* _TASK TO COMPLETE_: Even if a line seems odd, print it as it is, and include every record.

[Extracted data entries]
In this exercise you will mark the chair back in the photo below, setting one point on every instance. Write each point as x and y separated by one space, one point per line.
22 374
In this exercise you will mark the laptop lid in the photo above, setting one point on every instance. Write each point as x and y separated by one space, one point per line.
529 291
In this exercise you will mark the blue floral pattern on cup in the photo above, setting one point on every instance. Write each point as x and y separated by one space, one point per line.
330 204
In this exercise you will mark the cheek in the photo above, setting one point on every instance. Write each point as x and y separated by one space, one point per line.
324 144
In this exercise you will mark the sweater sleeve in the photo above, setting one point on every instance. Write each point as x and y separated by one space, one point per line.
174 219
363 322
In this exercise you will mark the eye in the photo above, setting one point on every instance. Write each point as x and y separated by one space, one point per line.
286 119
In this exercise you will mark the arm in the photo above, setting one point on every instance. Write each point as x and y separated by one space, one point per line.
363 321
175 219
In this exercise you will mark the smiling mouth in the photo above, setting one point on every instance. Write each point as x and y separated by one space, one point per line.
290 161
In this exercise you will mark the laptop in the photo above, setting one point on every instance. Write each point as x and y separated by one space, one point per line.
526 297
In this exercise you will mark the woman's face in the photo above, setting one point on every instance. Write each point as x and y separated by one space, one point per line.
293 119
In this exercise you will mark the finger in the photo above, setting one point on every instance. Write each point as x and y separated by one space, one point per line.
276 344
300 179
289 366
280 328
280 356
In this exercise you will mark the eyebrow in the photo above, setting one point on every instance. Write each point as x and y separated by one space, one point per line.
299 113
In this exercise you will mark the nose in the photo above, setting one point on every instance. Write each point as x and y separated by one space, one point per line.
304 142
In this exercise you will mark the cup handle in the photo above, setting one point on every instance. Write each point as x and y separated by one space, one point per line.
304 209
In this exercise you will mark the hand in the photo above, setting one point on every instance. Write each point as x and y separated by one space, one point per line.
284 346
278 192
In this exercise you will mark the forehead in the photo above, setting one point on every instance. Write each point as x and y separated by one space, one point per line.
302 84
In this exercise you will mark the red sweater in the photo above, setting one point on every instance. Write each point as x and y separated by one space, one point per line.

* _ANSWER_:
In this exercise you will mark the chair back in the photo below, setting one point on every instance. Write each point as x and y separated by one space, one point per line.
22 374
In this exercise you will mark the laptop lid in the photo above, setting one point on every instance. Write each point as x and y separated by one space, one point per line.
529 291
In this exercise you will mark the blue floral pattern on cup in the photo above, setting one point on every instance. Write each point as x and y separated by one space, one point per line.
330 204
In this exercise you will mark the cheek in the photo above, setting one point on every instance. Write each point as x and y separated by one space, one point per line.
324 144
In this exercise you will mark the sweater sleeve in the photo above, setting one point on every instance. Write each point as x and y separated by one space, one point per line.
174 219
363 322
In this exercise you will mark the eye in the photo above, setting one point on every instance. Write each point as x and y separated by one space, one point per line.
286 119
In this exercise you will mark the arm in the photo above, setting one point on every instance. Write each point as x and y separated by one space, one point per line.
363 321
175 219
In this exercise you will mark the smiling mouth in the photo above, setting one point on every instance. Write each point as x and y separated by one space, one point per line.
290 161
In this exercise you will mark the laptop in the photo above, setting one point on every instance. Write each point as x and y separated by one space, one point per line.
526 297
In this exercise you will mark the woman's face in the photo above, setting one point on every instance. Write each point as x and y separated by one space, one point per line.
293 119
In this exercise you will mark the finger in the photo above, setting one point on every instance. Write each point as x and y separated by one space, one point per line.
276 344
300 179
289 366
280 328
280 356
In this exercise you will mark the eyebrow in the photo above, setting one point on every instance. Write each point as x and y separated by one space, one point per line.
299 113
In this exercise you will mark the nose in the photo above, setting one point on every instance. Write each point as x and y separated by one space, one point per line.
304 142
In this exercise you will mark the cup handle in the photo above, setting one point on every instance. Write each point as x and y separated by one space, one point per line.
304 209
In this exercise you will mark the hand in the photo above, setting one point on every instance. Write each point as x and y separated by one space, one point per line.
284 346
278 192
In this exercise you will mark the forehead in the photo above, setting one point on every instance. Write each point as x and y separated by one space, one point per line.
302 84
In this exercise you will mark the red sweater in the photo above, setting one point on every instance. Write each point as x and y separated by one space, one point per line.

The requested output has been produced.